**Written problem**
Put the part of the listing below that opens with the line containing "In this exercise you will indicate the large" and closes with the line containing "x=286, y=40", both of those lines included, into a JSON list of strings with one string per line and no blank lines.

**Supplied records**
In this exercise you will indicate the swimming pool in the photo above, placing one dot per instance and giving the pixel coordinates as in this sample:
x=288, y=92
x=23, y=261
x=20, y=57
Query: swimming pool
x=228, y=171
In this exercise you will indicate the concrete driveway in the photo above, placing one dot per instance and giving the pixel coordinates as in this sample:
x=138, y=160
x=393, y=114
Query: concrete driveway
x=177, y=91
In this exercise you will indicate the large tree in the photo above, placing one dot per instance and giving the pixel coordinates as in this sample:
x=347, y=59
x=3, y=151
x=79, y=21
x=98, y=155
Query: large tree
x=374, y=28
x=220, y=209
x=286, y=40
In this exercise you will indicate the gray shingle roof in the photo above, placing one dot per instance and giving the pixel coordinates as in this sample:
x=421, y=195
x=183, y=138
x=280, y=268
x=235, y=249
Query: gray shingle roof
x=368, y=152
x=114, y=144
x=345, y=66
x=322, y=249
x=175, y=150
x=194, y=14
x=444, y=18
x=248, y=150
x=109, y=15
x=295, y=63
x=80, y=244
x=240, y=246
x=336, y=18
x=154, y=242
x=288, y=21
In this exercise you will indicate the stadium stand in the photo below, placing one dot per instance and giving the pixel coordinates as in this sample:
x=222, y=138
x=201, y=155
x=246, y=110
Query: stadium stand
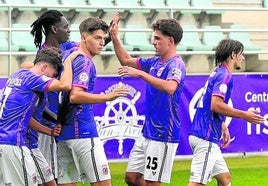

**Problem solution**
[
  "In this exercise you will indicate the large tree in the photo above, placing one dot per instance and giving the pixel coordinates as in this sample:",
  "x=347, y=59",
  "x=3, y=151",
  "x=79, y=21",
  "x=98, y=155",
  "Query: large tree",
  "x=374, y=28",
  "x=220, y=209",
  "x=286, y=40"
]